**TASK INSTRUCTIONS**
Rewrite the part of the records that opens with the line containing "as [[119, 212]]." and closes with the line containing "[[135, 41]]", changing "Target" to "Object" and leaving everything else unchanged.

**SOURCE DATA**
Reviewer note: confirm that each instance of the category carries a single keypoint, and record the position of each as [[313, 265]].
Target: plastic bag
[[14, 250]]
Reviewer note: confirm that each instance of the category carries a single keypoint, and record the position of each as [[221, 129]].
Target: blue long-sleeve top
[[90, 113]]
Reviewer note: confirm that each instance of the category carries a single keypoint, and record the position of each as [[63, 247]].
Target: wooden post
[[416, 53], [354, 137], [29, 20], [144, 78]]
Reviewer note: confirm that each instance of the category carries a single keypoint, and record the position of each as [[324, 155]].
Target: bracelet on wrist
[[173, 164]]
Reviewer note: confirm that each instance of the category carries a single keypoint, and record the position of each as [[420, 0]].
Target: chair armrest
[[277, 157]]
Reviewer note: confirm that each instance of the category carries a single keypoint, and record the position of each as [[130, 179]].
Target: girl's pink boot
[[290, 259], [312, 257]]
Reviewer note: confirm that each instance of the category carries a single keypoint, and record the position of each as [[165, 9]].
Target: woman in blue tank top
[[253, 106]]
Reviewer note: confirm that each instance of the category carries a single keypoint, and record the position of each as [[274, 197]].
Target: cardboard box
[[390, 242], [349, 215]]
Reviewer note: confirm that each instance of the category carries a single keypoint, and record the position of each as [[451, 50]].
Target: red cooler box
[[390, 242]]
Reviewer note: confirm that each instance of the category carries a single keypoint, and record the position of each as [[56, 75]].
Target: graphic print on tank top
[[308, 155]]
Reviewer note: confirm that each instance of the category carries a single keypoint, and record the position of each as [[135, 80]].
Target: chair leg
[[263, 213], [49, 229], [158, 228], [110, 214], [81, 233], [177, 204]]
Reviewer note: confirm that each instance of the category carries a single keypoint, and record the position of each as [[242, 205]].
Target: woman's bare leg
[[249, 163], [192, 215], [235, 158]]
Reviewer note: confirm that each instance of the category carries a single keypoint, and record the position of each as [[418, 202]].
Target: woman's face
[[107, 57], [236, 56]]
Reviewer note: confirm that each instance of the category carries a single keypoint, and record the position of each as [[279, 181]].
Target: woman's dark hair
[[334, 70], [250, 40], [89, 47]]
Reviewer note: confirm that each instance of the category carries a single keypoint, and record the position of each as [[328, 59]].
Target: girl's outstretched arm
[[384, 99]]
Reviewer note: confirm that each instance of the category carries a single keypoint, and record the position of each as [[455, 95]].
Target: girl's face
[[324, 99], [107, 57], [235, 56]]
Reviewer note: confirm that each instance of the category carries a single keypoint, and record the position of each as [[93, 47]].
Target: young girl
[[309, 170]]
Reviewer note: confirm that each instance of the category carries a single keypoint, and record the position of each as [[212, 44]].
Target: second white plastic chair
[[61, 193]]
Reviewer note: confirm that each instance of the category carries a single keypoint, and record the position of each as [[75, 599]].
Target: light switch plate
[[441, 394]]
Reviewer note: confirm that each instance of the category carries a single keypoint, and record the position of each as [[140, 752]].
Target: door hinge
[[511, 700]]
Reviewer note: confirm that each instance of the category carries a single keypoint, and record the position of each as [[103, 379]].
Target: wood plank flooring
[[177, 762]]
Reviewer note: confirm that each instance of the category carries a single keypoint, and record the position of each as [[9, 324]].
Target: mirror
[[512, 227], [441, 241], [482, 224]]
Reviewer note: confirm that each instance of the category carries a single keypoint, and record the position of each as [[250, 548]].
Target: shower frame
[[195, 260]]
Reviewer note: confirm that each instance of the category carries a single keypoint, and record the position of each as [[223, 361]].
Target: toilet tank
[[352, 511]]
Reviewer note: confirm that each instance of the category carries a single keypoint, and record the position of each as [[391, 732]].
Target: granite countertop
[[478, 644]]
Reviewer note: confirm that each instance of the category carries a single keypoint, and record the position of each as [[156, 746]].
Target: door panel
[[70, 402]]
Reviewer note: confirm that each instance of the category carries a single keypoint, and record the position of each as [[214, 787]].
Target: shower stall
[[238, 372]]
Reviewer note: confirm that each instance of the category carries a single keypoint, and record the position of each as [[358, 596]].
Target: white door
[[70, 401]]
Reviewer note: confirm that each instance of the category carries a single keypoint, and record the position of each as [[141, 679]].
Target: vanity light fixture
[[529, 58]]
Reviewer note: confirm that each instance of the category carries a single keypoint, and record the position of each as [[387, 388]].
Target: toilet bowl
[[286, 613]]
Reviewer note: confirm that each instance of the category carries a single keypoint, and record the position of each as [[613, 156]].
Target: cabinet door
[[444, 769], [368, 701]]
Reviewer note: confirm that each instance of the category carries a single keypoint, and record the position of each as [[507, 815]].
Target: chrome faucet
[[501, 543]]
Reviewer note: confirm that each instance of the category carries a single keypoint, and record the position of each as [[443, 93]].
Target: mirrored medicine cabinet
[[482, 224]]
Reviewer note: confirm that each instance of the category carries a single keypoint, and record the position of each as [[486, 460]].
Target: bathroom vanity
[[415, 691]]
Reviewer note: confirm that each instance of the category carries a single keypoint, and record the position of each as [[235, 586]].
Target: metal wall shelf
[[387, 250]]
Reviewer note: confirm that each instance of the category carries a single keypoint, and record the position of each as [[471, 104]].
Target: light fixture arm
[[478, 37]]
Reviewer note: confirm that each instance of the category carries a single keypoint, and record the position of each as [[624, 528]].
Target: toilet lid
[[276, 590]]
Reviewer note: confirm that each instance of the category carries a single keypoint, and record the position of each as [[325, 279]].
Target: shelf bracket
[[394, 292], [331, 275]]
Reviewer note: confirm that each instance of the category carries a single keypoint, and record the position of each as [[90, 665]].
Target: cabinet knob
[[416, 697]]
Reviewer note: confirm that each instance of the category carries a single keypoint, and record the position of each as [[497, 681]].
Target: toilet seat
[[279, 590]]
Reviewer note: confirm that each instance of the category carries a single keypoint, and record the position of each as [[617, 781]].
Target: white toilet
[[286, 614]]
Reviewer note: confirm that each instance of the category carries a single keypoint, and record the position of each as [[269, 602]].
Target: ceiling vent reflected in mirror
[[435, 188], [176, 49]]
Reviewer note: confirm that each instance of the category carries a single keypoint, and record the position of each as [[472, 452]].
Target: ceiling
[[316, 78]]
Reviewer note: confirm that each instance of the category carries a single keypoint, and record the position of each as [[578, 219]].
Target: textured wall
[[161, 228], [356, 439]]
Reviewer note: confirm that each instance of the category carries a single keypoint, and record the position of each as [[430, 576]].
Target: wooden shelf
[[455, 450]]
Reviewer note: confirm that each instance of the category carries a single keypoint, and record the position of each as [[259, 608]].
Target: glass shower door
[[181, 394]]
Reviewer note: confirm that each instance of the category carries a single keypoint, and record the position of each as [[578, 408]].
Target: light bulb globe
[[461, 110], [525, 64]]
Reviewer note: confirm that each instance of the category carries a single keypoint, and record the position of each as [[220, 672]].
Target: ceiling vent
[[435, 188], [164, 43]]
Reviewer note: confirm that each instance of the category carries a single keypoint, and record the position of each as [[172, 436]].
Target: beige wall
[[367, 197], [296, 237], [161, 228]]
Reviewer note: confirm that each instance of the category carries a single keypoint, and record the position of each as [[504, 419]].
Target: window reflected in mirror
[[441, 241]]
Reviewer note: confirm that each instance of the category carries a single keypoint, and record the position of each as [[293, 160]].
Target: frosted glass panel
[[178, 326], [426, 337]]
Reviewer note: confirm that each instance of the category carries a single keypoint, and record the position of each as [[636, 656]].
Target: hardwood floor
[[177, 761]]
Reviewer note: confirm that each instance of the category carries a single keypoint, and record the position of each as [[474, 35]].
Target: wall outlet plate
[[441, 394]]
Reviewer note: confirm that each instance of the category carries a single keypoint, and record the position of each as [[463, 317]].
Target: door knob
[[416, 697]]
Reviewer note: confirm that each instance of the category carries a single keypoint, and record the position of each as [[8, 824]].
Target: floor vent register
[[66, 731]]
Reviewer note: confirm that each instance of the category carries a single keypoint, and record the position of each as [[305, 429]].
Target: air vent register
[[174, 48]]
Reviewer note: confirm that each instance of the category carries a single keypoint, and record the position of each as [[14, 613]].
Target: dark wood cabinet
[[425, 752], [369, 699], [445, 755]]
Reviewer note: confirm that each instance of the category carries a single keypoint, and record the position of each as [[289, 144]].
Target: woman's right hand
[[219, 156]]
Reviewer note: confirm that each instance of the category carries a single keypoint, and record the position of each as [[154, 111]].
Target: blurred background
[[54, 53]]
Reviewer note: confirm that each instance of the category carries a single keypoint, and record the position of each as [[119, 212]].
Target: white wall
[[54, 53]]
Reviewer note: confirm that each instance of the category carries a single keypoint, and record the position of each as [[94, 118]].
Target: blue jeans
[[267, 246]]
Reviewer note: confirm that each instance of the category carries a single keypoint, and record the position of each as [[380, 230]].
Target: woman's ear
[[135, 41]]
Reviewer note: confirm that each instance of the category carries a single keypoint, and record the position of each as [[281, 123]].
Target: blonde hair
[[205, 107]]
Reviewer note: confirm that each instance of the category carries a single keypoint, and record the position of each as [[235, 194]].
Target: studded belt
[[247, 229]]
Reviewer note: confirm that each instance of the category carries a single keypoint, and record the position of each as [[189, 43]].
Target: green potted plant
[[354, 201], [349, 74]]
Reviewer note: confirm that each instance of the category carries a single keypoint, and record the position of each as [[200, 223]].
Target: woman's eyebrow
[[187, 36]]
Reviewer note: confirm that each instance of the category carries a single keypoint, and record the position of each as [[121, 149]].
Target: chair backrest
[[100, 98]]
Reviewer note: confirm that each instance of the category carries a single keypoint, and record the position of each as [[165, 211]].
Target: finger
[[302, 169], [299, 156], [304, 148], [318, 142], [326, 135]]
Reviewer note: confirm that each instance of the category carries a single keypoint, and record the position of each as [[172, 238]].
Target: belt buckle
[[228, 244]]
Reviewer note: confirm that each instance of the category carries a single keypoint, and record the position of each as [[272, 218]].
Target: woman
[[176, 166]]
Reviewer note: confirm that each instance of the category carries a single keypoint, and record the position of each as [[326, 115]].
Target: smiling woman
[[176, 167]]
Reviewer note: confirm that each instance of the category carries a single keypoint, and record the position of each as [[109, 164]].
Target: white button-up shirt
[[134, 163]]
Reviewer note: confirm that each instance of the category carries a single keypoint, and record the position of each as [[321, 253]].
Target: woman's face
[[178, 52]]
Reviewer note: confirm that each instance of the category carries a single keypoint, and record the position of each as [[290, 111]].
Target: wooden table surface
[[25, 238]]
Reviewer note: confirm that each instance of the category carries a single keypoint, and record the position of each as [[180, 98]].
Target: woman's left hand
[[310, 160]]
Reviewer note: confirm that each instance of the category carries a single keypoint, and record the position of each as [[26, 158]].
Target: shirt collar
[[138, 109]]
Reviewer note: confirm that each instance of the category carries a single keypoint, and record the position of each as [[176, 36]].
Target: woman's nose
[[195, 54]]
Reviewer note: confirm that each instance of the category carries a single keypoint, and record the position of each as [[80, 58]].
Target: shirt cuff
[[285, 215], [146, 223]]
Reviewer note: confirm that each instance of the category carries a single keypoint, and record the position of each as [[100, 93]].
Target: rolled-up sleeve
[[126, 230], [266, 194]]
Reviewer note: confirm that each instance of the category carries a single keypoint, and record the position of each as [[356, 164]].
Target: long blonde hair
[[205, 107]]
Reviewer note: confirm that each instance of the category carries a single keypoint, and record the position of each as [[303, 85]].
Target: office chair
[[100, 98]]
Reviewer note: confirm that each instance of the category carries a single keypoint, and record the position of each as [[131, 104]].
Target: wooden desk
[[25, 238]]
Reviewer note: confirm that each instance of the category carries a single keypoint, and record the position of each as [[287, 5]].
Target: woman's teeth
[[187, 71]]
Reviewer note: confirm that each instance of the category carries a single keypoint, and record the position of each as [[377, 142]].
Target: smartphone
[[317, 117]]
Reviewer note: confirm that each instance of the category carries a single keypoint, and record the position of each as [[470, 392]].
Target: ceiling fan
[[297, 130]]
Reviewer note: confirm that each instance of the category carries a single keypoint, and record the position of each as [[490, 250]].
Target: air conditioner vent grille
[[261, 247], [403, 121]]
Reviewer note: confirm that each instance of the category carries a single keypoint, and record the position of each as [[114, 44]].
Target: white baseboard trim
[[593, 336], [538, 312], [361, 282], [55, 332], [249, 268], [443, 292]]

**RESULT**
Reviewer note: confirm that each instance of the category carries a single keypoint, and record the position of each as [[119, 212]].
Object: white wall
[[54, 53]]
Reviewer note: confirm that each instance of the category carries a single keypoint, and record the position of each as [[94, 118]].
Object: blue jeans
[[267, 246]]
Reviewer note: confirm that each instance of the category carries a single keypoint, and record the position of each as [[380, 230]].
Object: woman's ear
[[135, 41]]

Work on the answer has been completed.